Required action:
Every entry must be printed again exactly, with nothing left out.

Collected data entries
▶

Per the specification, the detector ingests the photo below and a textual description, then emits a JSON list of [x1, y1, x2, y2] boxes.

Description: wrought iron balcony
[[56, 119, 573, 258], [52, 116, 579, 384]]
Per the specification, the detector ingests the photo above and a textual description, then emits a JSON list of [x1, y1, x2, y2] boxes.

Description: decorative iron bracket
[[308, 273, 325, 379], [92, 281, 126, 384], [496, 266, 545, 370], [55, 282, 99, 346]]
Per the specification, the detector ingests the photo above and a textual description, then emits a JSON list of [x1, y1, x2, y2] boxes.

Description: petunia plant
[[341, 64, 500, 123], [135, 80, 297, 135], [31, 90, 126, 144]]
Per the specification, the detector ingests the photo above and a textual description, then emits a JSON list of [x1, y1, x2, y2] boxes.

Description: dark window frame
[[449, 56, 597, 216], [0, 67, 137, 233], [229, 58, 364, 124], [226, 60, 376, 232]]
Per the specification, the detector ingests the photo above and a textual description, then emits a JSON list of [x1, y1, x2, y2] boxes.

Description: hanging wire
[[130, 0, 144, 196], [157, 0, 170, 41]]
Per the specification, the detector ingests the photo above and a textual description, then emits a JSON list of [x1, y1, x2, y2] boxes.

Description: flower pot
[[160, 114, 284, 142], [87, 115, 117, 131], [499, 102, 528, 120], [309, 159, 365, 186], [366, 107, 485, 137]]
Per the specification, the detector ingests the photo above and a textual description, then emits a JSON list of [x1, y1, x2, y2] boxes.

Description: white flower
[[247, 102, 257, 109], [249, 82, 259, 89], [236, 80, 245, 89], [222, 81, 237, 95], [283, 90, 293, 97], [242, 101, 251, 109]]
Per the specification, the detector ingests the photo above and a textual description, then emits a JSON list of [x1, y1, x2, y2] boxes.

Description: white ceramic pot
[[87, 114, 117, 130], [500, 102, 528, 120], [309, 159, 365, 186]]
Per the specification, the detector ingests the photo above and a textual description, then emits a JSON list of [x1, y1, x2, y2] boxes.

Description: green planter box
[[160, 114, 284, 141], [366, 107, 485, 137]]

◀

Solution below:
Per the specification, the detector ingests the photo below and a textual description, then emits a JSON list of [x1, y1, x2, y2] boxes.

Description: wrought iron balcony
[[56, 119, 573, 258], [52, 116, 579, 384]]
Per the specification, the detector ingests the photo above and a textual description, then emits a JSON list of [x1, y1, x2, y2] boxes.

Description: decorative iron bracket
[[308, 273, 325, 379], [92, 281, 126, 384], [496, 266, 545, 370], [55, 282, 99, 346]]
Per the specification, the detector ingests the photo above and a textual description, then emits a JSON list of [x1, y1, x2, y2] boxes.

Description: petunia plant
[[341, 64, 500, 123], [135, 80, 297, 135], [31, 90, 126, 144]]
Per the specification, the detector ingests the photo above and a textual description, then emits a JSON list of [x1, y1, x2, y2] boxes.

Description: dark window frame
[[449, 56, 597, 216], [0, 67, 137, 233], [229, 58, 364, 124], [226, 60, 376, 232]]
Per the specification, the detector ingests the photo above and a textual description, then emits a JSON list of [x1, y1, x2, y2] boxes.

Description: hanging wire
[[130, 0, 144, 196], [157, 0, 170, 41]]
Per the specification, the detector ingests the photo above and a textual description, then emits a JSON list of [x1, y1, x2, y2] boxes.

Description: flower pot
[[160, 114, 284, 142], [87, 115, 117, 131], [499, 102, 528, 120], [309, 159, 365, 186], [366, 107, 485, 137]]
Per the specification, the detector ingests the photo above and a textual description, then emits a JSON list of [x1, y1, x2, y2] boxes.

Description: white flower
[[247, 102, 257, 109], [249, 82, 259, 89], [236, 80, 245, 89], [222, 81, 237, 95], [283, 90, 293, 97], [242, 101, 251, 109]]
Per the specification, the detector ingests the photo above and a textual description, then emits a JSON list of [x1, y1, x2, y2] boxes.

Description: white ceramic pot
[[87, 114, 117, 130], [500, 102, 528, 120], [309, 159, 365, 186]]
Per the specification, the detector ingests the photo above and a textual description, then emits a JSON list of [x1, y1, x2, y2] boxes.

Description: green planter box
[[160, 114, 284, 141], [366, 107, 485, 137]]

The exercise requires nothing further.